§ Directive
Reproduce the following data line for line, without any alteration.

§ The records
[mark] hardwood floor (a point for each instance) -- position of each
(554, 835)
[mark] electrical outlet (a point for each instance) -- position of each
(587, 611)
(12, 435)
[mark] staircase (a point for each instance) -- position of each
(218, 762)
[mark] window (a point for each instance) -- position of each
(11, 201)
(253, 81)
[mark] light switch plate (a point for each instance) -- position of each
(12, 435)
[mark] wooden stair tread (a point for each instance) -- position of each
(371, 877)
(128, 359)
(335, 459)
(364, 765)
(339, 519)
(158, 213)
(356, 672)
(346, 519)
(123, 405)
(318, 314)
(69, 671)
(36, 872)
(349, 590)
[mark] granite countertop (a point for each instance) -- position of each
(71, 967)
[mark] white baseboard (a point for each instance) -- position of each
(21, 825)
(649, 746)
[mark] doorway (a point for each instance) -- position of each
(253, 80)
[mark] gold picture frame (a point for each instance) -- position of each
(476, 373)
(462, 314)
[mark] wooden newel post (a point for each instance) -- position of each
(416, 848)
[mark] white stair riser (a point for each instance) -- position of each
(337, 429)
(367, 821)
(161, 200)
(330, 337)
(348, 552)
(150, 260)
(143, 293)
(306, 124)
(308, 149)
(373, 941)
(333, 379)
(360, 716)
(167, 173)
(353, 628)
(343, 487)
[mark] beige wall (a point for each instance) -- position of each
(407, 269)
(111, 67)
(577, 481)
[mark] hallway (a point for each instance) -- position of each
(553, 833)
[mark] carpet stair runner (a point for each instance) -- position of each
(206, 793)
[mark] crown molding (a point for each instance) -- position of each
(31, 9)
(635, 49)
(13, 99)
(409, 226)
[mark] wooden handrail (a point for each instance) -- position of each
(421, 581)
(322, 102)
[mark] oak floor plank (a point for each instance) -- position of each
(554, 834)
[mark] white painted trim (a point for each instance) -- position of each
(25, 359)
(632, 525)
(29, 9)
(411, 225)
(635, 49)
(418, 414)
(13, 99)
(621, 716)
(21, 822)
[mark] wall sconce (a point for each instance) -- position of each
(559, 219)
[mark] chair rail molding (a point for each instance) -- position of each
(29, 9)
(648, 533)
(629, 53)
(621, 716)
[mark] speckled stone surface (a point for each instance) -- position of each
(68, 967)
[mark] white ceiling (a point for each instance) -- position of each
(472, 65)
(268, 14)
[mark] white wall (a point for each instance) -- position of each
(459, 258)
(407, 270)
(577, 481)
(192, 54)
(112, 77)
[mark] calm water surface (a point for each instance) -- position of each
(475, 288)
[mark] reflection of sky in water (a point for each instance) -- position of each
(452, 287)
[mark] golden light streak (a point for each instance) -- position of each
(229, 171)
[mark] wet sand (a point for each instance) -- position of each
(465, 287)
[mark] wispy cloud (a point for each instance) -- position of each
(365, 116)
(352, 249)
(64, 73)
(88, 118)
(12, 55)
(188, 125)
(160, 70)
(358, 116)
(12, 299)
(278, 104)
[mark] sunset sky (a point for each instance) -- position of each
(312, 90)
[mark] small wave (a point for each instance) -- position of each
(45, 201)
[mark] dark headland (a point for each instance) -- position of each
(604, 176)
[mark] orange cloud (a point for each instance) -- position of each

§ Expected answer
[mark] hardwood floor (a point for each instance) -- position of each
(554, 835)
[mark] electrical outlet (a point for each instance) -- position of each
(587, 611)
(12, 435)
[mark] staircase (a point for each instance) -- position of each
(218, 762)
[mark] window (a point for each instance) -- position of each
(11, 201)
(253, 81)
[mark] light switch plate (a point for each instance) -- position of each
(12, 435)
[mark] wooden stair tread (a point for each instance) -- position of each
(371, 877)
(128, 359)
(335, 459)
(364, 765)
(339, 519)
(158, 213)
(356, 672)
(346, 519)
(123, 405)
(318, 314)
(69, 671)
(36, 872)
(349, 590)
[mark] granite countertop (a point for each instance) -- position of each
(71, 967)
[mark] white baseboard (a point for each instance) -- position of each
(21, 825)
(649, 746)
[mark] doorway (a point for each instance) -- position of each
(253, 80)
[mark] gold picture frame (a point for each instance) -- position of each
(476, 373)
(462, 314)
[mark] wooden newel post (a point for each instance) -- position of each
(416, 848)
[mark] white stair riser (a point for each instance) -- position of each
(337, 429)
(367, 821)
(161, 200)
(330, 337)
(348, 552)
(150, 260)
(143, 293)
(306, 124)
(308, 149)
(373, 941)
(333, 379)
(360, 716)
(167, 173)
(353, 628)
(343, 487)
[mark] beige wall (a point for each instance) -- position of each
(407, 269)
(111, 67)
(577, 481)
[mark] hallway (a point for each instance) -- position of each
(553, 833)
[mark] carpet stair runner (a point for each instance) -- position of each
(206, 793)
[mark] crown molding (a point for each instance) -- position of each
(31, 9)
(635, 49)
(13, 99)
(409, 226)
[mark] wooden handrail (a point for each instance) -- position of each
(421, 581)
(322, 102)
[mark] oak floor plank (a point for each instance) -- position of each
(554, 834)
[mark] white painted trim (a point for each instance) -- position of each
(25, 359)
(632, 525)
(29, 9)
(411, 225)
(635, 49)
(418, 414)
(13, 99)
(621, 716)
(21, 822)
[mark] wall sconce (a point for each instance) -- position of each
(559, 219)
[mark] chair rail molding (a point for each instance) -- position of each
(29, 9)
(648, 533)
(629, 53)
(621, 716)
[mark] speckled stone surface (a point for each instance) -- position of each
(68, 967)
[mark] white ceiling (a point for each instance) -- position of each
(472, 65)
(268, 14)
[mark] white wall (a point for each instance) -- position of each
(459, 258)
(407, 270)
(577, 481)
(192, 54)
(112, 77)
[mark] calm water surface (a point for each instance) -- position of each
(475, 288)
[mark] reflection of sky in water (a point for each instance) -- position of each
(452, 287)
[mark] golden light streak (a point for each instance) -- position of each
(229, 171)
[mark] wet sand (a point for each instance) -- position of each
(465, 287)
[mark] wispy cloud (a point for each instance) -- position of each
(365, 116)
(352, 249)
(64, 73)
(88, 118)
(12, 55)
(188, 125)
(160, 70)
(358, 116)
(12, 299)
(278, 104)
[mark] sunset sky (a point for each instance) -- position of each
(312, 90)
[mark] small wave (a point for each instance) -- position of each
(45, 201)
[mark] dark headland (a point for each instance) -- position of each
(604, 176)
[mark] orange cloud (a point for each instance) -- position of each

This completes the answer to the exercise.